* [Short problem]
Render the lines below as a Markdown table with two columns, No. for the row number and Line for the line itself. Leave out blank lines and the pictures.

=== Supplied material ===

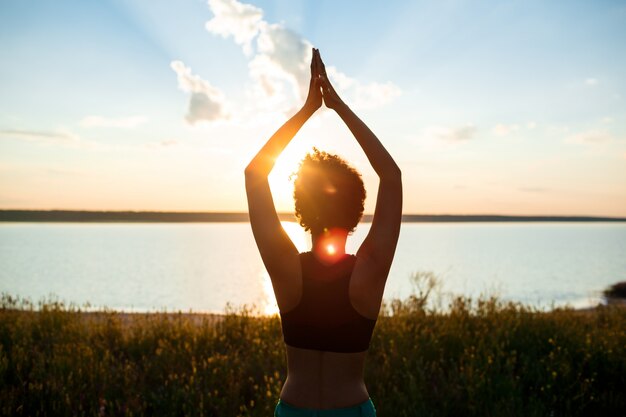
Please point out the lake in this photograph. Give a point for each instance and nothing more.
(204, 266)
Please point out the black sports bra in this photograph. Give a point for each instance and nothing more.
(325, 319)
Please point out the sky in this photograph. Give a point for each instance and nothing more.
(488, 107)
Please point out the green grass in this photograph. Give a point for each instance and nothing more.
(479, 358)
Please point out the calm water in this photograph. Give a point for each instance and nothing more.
(205, 265)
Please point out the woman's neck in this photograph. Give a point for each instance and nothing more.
(330, 245)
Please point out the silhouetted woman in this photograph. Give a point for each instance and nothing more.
(328, 300)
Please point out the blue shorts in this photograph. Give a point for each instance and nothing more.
(365, 409)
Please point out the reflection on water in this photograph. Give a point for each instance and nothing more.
(202, 266)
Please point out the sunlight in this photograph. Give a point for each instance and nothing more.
(286, 164)
(298, 236)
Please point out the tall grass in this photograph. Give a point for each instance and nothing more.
(476, 358)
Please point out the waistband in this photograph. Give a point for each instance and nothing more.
(364, 409)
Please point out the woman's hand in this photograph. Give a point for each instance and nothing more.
(331, 98)
(314, 99)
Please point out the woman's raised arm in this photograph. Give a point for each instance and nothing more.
(379, 246)
(279, 254)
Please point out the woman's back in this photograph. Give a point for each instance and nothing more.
(328, 317)
(324, 380)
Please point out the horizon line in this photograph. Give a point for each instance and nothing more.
(61, 215)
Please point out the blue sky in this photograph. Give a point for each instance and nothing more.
(488, 107)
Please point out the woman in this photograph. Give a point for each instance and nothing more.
(328, 300)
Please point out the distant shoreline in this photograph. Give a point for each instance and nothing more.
(76, 216)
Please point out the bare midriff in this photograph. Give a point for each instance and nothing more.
(324, 380)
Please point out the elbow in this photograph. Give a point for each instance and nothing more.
(393, 173)
(250, 171)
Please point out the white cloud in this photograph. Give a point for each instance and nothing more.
(451, 134)
(239, 20)
(279, 62)
(206, 103)
(120, 122)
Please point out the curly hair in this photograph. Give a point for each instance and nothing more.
(328, 193)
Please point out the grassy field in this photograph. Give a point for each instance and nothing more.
(479, 358)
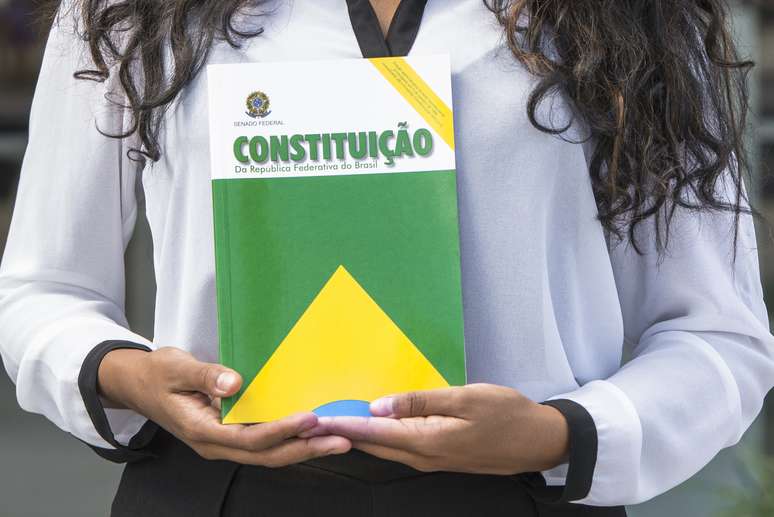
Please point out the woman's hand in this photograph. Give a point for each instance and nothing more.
(480, 428)
(182, 395)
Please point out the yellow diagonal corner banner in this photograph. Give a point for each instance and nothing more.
(418, 93)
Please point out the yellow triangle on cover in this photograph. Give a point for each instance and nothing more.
(343, 347)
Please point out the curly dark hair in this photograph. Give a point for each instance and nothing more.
(658, 83)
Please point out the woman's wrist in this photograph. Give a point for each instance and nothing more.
(120, 377)
(554, 438)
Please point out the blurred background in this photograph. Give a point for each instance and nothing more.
(44, 472)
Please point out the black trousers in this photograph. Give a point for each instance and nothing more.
(177, 482)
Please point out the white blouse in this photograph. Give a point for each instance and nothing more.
(549, 304)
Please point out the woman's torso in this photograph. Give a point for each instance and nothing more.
(532, 250)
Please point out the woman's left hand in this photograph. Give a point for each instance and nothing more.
(479, 428)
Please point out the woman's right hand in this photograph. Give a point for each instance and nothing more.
(182, 395)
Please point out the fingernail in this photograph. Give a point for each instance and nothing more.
(310, 422)
(225, 381)
(382, 406)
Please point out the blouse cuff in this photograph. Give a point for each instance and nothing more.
(87, 384)
(578, 472)
(601, 461)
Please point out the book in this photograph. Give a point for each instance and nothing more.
(336, 232)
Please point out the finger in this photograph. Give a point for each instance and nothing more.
(402, 434)
(317, 430)
(411, 459)
(286, 453)
(250, 437)
(213, 379)
(445, 402)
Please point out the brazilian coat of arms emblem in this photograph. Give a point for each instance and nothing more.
(258, 105)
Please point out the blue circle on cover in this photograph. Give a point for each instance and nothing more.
(344, 408)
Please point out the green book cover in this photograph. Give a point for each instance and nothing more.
(336, 234)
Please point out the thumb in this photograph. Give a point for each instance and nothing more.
(213, 379)
(445, 401)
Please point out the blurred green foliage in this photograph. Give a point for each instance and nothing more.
(755, 497)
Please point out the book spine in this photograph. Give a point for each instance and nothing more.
(223, 280)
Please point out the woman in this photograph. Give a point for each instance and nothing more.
(601, 206)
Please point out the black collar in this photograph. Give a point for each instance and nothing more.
(400, 36)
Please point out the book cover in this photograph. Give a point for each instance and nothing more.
(336, 234)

===

* [Reply to the exercise]
| No. | Line |
|---|---|
| 1 | Please point out the lake in this photograph. Give a point for each instance and nothing more. |
| 2 | (204, 266) |
| 3 | Please point out the black sports bra in this photograph. Give a point for each instance and nothing more. |
| 4 | (325, 319) |
| 5 | Please point out the sky in this photograph. Give a point for each instance and nothing more. |
| 6 | (488, 107) |
| 7 | Please point out the green grass in this photograph. Give a point for each instance and nothing more. |
| 8 | (479, 358) |
| 9 | Please point out the calm water in this photograph. Give a point for each instance and nothing more. |
| 10 | (205, 265) |
| 11 | Please point out the woman's neck in this photograph. Give a point for each instance and nothing more. |
| 12 | (330, 245) |
| 13 | Please point out the silhouetted woman in this photograph. Give a point for each instance and nothing more. |
| 14 | (328, 300) |
| 15 | Please point out the blue shorts in this photograph. Give a point for each instance and nothing more. |
| 16 | (365, 409) |
| 17 | Please point out the reflection on water in this photograph. Give a point for each instance and nothing more. |
| 18 | (202, 266) |
| 19 | Please point out the sunlight in this photograph. Give a point for each instance and nothing more. |
| 20 | (286, 164) |
| 21 | (298, 236) |
| 22 | Please point out the tall grass in this photograph. Give a point for each instance and nothing more. |
| 23 | (476, 358) |
| 24 | Please point out the waistband in this photograph. Give a point for each instance and nothing more. |
| 25 | (364, 409) |
| 26 | Please point out the woman's hand in this photograph. Give a point for each instance and nothing more. |
| 27 | (331, 98) |
| 28 | (314, 99) |
| 29 | Please point out the woman's raised arm in this photograph. Give a point for each instance and nothing more. |
| 30 | (379, 246) |
| 31 | (279, 254) |
| 32 | Please point out the woman's back in this photograph. Give a point for each instance and nothing more. |
| 33 | (328, 317) |
| 34 | (324, 380) |
| 35 | Please point out the horizon line in this photograph. Give a point for each instance and nothing more. |
| 36 | (61, 215) |
| 37 | Please point out the blue sky in this photograph. Give a point for each instance and nothing more. |
| 38 | (488, 107) |
| 39 | Please point out the woman in this photograph. Give a point for each instance and nothing more. |
| 40 | (328, 300) |
| 41 | Please point out the distant shoreline in this photograph. Give a point for each instance and nothing more. |
| 42 | (76, 216) |
| 43 | Please point out the bare midriff in this photograph. Give a point for each instance and nothing more. |
| 44 | (324, 380) |
| 45 | Please point out the elbow in this photograph. Give a point for each instance and nothing more. |
| 46 | (393, 173) |
| 47 | (250, 171) |
| 48 | Please point out the white cloud in this photograph. Give a point for each instance and nothing more. |
| 49 | (451, 134) |
| 50 | (239, 20) |
| 51 | (279, 62) |
| 52 | (206, 103) |
| 53 | (120, 122) |
| 54 | Please point out the curly hair in this photograph. Give a point for each instance and nothing more. |
| 55 | (328, 193) |
| 56 | Please point out the grassy field in this photograph. Give a point for each instance and nothing more. |
| 57 | (479, 358) |
| 58 | Please point out the woman's hand in this photograph. Give a point for each instance and nothing more. |
| 59 | (480, 428) |
| 60 | (182, 395) |
| 61 | Please point out the yellow diagonal corner banner in this photograph. Give a point for each instance and nothing more. |
| 62 | (418, 93) |
| 63 | Please point out the yellow triangle on cover in this photograph. Give a point for each instance and nothing more. |
| 64 | (343, 347) |
| 65 | Please point out the curly dark hair in this photograph. Give a point for each instance and nothing more. |
| 66 | (658, 83) |
| 67 | Please point out the woman's wrist in this photograph. Give a point for each instance and nothing more. |
| 68 | (120, 377) |
| 69 | (554, 438) |
| 70 | Please point out the blurred background in this photograph. Give a point for each instance and nothing more. |
| 71 | (44, 472) |
| 72 | Please point out the black trousers in this photograph. Give a point for each instance and nothing more. |
| 73 | (177, 482) |
| 74 | Please point out the white blouse in this photograph. Give a point for each instance and nothing more. |
| 75 | (549, 304) |
| 76 | Please point out the woman's torso in this photograph. Give a point for each instance and nothing more. |
| 77 | (532, 250) |
| 78 | Please point out the woman's left hand in this photograph. Give a point for each instance and nothing more. |
| 79 | (479, 428) |
| 80 | Please point out the woman's right hand in this photograph. Give a point for each instance and nothing more. |
| 81 | (182, 395) |
| 82 | Please point out the fingernail in this photograph. Give a point for each instance and nothing more. |
| 83 | (310, 422) |
| 84 | (225, 381) |
| 85 | (382, 406) |
| 86 | Please point out the blouse cuff in this photograph. Give a point for each instance and nothing more. |
| 87 | (87, 384) |
| 88 | (578, 472) |
| 89 | (601, 461) |
| 90 | Please point out the book in this photograph. Give a point for each instance and nothing more. |
| 91 | (336, 232) |
| 92 | Please point out the finger in this photograph. Give a point for each instance and nothing more. |
| 93 | (402, 434) |
| 94 | (317, 430) |
| 95 | (411, 459) |
| 96 | (286, 453) |
| 97 | (250, 437) |
| 98 | (213, 379) |
| 99 | (445, 402) |
| 100 | Please point out the brazilian coat of arms emblem in this photograph. Give a point for each instance and nothing more. |
| 101 | (258, 105) |
| 102 | Please point out the blue circle on cover in this photograph. Give a point for each instance and nothing more. |
| 103 | (344, 408) |
| 104 | Please point out the green book cover in this photograph. Give a point for each instance and nothing more. |
| 105 | (336, 234) |
| 106 | Please point out the thumb in this photograph. Give a point for each instance and nothing more. |
| 107 | (213, 379) |
| 108 | (445, 401) |
| 109 | Please point out the blurred green foliage in this photograph. Give a point for each instance and nothing more. |
| 110 | (755, 497) |
| 111 | Please point out the book spine in this photograph. Give a point for each instance and nothing more. |
| 112 | (223, 280) |
| 113 | Please point out the woman in this photograph. Give a point for each instance and nothing more. |
| 114 | (601, 206) |
| 115 | Please point out the black collar in this photograph. Give a point for each instance and nothing more. |
| 116 | (400, 36) |
| 117 | Please point out the book cover in this photograph. Give a point for each instance and nothing more. |
| 118 | (336, 234) |